P. nimmt zu Prozessbeginn am Montag zu den Vorwürfen Stellung. Er gibt unumwunden zu, mehrere Liter Benzin vor der Tür seines Nachbarn im zehnten Stock eines Mietshauses in der Zingster Straße in Neu-Hohenschönhausen ausgeschüttet zu haben. Aus der Wohnung seines Nachbarn sei Lärm gekommen. Bereits der Vormieter habe »Lärm« gemacht, nun auch der jetzige Mieter. Warum der angebliche Lärm nicht aufgehört hat, als der Mieter wechselte, bleibt ungeklärt.
Vor der Tat zog P. Protektoren und eine Stichschutzweste an. »Dann bin ich mit dem Kanister hoch und habe den ausgekippt; dann bin ich wieder runter und habe zwei Zigaretten geraucht.« Er habe das Benzin jedoch nicht anzünden wollen, beteuert P. »Ich dachte, wenn die das riechen, werden sie die Wohnung schon verlassen.« Stattdessen kam die Polizei. Sie fand ein Feuerzeug in seiner Jackentasche und mehrere Kanister Benzin in seiner Wohnung.

**Datenauszug**
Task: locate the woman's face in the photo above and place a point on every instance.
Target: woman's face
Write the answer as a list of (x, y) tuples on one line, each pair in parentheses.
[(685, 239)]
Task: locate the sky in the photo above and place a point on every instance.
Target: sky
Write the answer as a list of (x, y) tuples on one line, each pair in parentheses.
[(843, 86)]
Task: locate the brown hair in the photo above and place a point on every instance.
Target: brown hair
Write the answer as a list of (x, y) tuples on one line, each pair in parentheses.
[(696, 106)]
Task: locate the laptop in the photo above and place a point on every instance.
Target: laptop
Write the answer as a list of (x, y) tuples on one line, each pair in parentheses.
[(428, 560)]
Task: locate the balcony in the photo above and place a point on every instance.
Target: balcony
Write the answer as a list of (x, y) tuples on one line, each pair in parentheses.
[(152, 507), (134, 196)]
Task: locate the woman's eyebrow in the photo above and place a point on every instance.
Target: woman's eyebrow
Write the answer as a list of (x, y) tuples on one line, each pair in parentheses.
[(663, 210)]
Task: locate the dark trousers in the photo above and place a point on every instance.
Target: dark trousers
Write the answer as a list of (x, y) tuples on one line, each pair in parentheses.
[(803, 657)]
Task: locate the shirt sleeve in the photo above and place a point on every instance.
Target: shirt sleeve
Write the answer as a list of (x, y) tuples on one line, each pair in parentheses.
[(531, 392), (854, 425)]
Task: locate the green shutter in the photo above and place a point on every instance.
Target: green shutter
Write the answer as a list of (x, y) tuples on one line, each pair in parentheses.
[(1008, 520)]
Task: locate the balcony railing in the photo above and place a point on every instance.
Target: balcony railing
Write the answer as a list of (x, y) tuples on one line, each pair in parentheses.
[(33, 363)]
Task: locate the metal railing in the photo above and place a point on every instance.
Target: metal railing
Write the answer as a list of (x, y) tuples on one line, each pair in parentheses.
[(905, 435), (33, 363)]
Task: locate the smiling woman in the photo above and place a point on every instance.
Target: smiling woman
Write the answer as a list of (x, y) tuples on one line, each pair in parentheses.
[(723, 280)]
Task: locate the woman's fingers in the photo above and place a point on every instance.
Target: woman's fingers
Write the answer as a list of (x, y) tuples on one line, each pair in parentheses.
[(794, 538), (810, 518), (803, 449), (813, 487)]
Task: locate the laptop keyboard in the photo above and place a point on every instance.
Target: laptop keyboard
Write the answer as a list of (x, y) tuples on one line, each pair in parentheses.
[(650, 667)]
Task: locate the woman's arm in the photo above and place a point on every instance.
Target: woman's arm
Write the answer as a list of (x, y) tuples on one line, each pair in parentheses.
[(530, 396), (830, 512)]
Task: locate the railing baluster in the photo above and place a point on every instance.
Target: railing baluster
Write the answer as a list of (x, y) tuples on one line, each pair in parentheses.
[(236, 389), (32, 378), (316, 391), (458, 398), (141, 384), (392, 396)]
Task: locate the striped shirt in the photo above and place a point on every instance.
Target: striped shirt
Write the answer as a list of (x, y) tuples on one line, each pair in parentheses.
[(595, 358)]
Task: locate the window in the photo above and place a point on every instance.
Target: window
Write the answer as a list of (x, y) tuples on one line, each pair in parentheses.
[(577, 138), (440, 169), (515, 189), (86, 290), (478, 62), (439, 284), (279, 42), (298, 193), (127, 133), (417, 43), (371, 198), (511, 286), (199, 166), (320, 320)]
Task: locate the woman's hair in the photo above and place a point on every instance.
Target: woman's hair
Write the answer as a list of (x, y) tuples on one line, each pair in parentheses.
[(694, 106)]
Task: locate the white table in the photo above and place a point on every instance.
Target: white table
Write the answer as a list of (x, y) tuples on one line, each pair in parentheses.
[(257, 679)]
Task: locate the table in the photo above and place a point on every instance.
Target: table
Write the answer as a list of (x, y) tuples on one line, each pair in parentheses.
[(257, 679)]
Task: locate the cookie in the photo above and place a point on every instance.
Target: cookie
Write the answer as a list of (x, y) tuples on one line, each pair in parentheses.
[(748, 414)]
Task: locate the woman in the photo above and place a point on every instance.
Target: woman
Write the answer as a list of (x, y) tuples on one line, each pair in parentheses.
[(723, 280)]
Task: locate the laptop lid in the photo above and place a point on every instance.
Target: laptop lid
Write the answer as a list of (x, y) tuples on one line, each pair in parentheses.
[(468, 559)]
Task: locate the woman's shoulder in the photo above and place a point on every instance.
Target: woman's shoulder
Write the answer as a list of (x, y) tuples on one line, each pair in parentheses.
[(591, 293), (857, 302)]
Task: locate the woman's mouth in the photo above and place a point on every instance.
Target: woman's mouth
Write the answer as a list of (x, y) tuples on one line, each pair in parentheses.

* * *

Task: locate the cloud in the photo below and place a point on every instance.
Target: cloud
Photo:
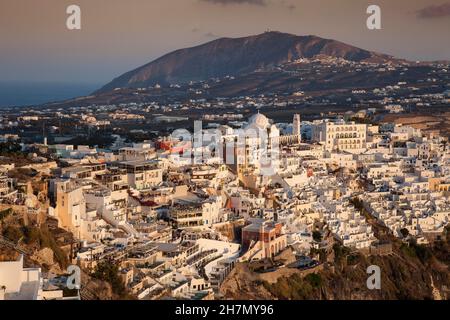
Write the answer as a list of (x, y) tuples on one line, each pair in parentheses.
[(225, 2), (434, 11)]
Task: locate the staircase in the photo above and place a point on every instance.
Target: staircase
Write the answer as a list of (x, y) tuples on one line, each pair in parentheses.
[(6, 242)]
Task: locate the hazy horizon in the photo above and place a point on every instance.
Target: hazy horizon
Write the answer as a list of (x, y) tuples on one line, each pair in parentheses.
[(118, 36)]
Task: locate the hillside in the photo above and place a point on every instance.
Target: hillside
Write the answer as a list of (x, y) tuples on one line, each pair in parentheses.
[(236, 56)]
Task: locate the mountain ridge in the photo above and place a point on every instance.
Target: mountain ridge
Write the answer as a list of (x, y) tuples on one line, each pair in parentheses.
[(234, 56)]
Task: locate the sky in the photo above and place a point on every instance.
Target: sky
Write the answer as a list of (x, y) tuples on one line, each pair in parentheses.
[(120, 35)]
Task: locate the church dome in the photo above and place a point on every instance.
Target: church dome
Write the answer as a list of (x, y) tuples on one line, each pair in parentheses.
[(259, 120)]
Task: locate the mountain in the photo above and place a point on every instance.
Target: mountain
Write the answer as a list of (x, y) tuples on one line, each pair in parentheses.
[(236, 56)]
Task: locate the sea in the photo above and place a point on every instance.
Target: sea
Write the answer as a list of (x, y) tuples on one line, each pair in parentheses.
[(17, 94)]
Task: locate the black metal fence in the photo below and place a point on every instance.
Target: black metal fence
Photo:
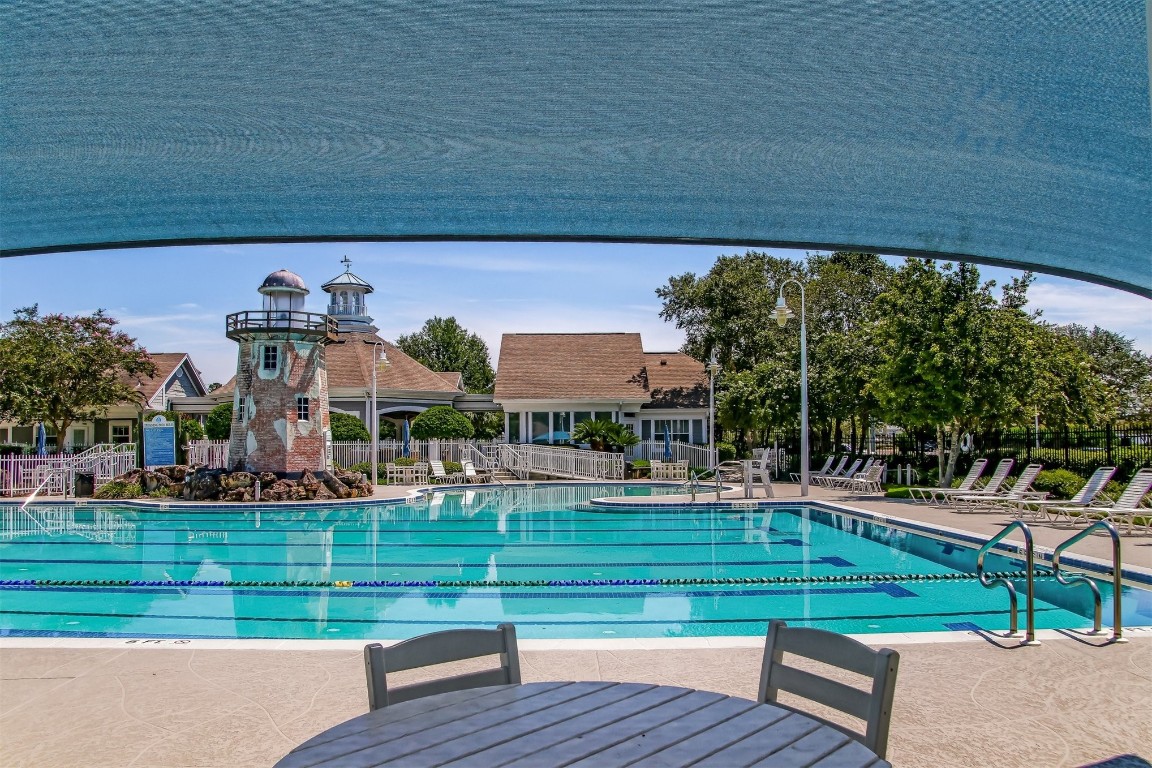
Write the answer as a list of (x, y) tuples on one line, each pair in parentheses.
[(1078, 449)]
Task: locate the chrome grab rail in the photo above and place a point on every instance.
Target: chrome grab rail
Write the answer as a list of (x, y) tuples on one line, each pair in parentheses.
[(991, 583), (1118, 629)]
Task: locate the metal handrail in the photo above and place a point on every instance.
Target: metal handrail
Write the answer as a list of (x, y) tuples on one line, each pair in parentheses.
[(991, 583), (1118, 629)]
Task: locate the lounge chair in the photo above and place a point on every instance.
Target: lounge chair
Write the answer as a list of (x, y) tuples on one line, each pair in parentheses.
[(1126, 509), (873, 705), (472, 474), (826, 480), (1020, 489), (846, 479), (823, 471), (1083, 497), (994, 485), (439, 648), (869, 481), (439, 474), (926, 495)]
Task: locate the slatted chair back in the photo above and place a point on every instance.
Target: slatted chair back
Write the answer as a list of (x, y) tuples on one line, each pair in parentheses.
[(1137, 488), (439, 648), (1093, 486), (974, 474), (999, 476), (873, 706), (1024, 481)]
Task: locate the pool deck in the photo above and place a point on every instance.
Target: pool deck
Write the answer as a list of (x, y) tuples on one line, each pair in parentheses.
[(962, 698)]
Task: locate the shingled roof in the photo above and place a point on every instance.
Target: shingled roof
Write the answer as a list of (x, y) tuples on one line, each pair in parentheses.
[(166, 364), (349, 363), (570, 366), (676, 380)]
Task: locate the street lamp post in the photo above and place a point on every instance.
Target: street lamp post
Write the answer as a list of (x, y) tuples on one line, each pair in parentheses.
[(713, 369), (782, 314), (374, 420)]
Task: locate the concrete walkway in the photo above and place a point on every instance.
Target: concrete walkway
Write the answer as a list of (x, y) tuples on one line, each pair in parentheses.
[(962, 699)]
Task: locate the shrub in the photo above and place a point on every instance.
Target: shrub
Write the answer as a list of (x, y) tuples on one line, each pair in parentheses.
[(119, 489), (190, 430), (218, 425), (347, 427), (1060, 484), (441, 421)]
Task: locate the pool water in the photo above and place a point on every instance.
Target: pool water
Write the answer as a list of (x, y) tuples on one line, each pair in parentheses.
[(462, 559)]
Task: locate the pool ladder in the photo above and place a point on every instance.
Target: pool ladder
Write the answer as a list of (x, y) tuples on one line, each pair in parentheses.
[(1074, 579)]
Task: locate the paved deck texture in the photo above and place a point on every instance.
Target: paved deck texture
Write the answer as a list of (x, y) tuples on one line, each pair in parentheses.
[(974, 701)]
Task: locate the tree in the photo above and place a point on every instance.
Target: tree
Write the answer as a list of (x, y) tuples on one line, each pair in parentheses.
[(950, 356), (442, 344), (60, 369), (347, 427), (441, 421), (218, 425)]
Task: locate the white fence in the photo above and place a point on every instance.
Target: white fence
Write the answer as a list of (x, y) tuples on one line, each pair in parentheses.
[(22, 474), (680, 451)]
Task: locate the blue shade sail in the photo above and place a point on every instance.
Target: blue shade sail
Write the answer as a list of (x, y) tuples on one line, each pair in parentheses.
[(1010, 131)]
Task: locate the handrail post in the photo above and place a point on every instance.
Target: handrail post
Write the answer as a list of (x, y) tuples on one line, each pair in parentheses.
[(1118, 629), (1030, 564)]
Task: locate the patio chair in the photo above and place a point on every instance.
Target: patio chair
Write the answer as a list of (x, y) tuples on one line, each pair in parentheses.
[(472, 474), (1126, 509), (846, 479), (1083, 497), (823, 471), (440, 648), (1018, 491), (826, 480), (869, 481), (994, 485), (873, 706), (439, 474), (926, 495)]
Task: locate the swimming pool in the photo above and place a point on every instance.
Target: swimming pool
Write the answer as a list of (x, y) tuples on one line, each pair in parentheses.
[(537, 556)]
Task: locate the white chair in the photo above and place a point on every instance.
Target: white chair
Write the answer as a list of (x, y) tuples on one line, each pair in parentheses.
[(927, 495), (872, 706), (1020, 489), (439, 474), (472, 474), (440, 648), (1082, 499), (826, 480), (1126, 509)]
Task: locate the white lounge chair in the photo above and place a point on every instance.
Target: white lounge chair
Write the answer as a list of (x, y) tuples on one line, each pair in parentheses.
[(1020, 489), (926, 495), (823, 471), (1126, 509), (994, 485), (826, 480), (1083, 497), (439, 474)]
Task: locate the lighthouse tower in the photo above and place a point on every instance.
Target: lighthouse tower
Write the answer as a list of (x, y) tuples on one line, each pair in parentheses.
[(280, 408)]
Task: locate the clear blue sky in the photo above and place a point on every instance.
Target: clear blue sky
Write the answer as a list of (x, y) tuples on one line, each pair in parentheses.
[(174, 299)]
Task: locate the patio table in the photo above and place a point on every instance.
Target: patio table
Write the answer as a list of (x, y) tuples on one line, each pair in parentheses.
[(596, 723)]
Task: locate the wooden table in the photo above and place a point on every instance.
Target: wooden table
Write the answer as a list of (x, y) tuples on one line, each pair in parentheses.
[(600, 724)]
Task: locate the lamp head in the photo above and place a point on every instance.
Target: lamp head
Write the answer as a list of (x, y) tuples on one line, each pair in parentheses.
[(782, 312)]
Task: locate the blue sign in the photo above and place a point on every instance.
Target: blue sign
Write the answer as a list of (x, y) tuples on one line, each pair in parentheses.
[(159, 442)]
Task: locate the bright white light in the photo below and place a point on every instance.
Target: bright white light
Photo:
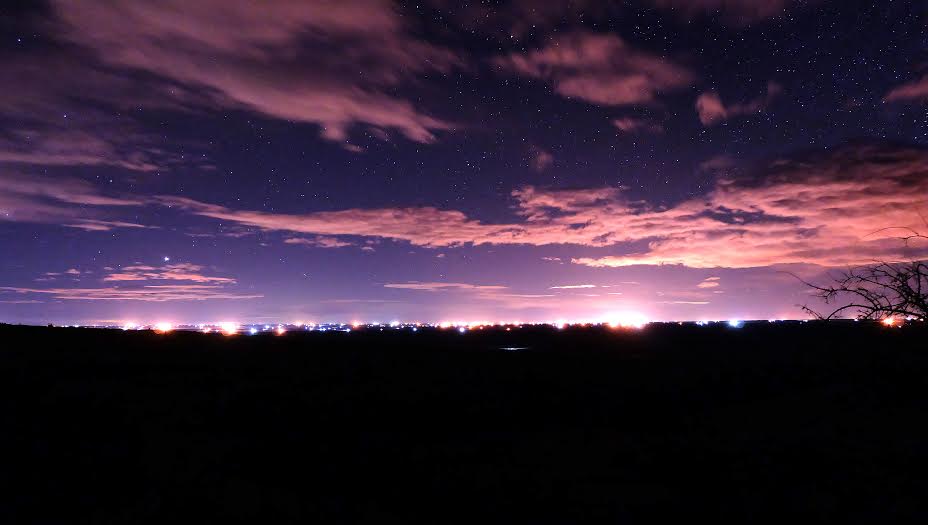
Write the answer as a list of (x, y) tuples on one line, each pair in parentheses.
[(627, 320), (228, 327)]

---

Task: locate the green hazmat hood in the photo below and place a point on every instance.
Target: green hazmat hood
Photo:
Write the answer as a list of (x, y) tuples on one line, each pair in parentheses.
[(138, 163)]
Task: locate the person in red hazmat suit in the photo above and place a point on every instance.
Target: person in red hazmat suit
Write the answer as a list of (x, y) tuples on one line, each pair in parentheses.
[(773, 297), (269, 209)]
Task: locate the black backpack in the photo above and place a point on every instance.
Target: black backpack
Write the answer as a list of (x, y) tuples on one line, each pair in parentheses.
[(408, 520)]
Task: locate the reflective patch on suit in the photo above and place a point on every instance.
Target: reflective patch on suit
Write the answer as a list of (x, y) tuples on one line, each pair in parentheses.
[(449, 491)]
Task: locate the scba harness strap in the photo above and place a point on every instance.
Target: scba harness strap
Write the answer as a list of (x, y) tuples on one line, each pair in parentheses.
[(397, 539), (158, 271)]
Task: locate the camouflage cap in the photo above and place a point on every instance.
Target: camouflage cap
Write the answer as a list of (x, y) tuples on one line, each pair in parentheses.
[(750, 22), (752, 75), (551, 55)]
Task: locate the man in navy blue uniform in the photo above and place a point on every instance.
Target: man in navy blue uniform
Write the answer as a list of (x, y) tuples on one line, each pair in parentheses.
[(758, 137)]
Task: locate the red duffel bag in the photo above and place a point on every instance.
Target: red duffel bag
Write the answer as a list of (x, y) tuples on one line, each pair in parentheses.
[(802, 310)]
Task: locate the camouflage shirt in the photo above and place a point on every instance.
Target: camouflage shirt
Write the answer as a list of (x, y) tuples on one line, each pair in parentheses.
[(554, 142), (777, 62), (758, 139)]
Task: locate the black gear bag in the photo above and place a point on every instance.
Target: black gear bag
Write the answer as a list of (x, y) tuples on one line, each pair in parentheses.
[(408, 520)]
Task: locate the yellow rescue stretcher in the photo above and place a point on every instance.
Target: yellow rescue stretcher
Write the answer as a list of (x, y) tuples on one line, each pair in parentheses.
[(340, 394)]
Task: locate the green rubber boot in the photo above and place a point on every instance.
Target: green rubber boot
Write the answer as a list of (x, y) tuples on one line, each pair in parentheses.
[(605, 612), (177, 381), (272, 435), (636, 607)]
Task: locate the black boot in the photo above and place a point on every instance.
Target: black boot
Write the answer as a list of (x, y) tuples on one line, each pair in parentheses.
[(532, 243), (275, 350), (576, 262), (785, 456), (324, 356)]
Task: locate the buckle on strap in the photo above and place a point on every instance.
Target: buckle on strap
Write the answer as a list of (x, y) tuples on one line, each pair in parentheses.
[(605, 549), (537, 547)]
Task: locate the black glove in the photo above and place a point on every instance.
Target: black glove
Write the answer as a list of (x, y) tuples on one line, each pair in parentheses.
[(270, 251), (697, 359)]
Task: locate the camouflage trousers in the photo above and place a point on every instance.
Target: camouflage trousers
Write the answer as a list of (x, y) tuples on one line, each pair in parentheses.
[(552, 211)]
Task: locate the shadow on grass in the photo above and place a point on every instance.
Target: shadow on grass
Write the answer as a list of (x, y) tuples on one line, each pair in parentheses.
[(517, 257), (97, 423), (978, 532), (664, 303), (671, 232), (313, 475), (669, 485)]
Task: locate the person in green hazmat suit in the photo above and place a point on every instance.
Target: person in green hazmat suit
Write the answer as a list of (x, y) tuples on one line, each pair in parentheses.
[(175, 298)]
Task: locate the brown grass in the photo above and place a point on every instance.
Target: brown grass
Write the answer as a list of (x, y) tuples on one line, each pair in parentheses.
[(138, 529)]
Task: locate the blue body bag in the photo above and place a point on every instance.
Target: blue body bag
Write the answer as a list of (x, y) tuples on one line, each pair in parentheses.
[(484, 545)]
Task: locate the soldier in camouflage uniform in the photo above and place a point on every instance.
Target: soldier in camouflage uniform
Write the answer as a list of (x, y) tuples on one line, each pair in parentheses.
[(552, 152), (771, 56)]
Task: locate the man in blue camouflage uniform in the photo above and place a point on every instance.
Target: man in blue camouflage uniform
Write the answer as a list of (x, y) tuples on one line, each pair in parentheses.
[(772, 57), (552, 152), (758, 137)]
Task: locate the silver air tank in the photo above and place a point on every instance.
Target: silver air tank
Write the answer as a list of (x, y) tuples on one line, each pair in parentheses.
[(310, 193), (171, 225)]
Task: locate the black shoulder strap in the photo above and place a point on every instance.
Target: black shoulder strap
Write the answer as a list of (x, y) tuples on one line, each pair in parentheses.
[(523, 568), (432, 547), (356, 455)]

**Aufgabe**
Gib den Lesetext über den Prozess wegen des ausgeschütteten Benzins vollständig und Wort für Wort unverändert aus.

**Antwort**
P. nimmt zu Prozessbeginn am Montag zu den Vorwürfen Stellung. Er gibt unumwunden zu, mehrere Liter Benzin vor der Tür seines Nachbarn im zehnten Stock eines Mietshauses in der Zingster Straße in Neu-Hohenschönhausen ausgeschüttet zu haben. Aus der Wohnung seines Nachbarn sei Lärm gekommen. Bereits der Vormieter habe »Lärm« gemacht, nun auch der jetzige Mieter. Warum der angebliche Lärm nicht aufgehört hat, als der Mieter wechselte, bleibt ungeklärt.
Vor der Tat zog P. Protektoren und eine Stichschutzweste an. »Dann bin ich mit dem Kanister hoch und habe den ausgekippt; dann bin ich wieder runter und habe zwei Zigaretten geraucht.« Er habe das Benzin jedoch nicht anzünden wollen, beteuert P. »Ich dachte, wenn die das riechen, werden sie die Wohnung schon verlassen.« Stattdessen kam die Polizei. Sie fand ein Feuerzeug in seiner Jackentasche und mehrere Kanister Benzin in seiner Wohnung.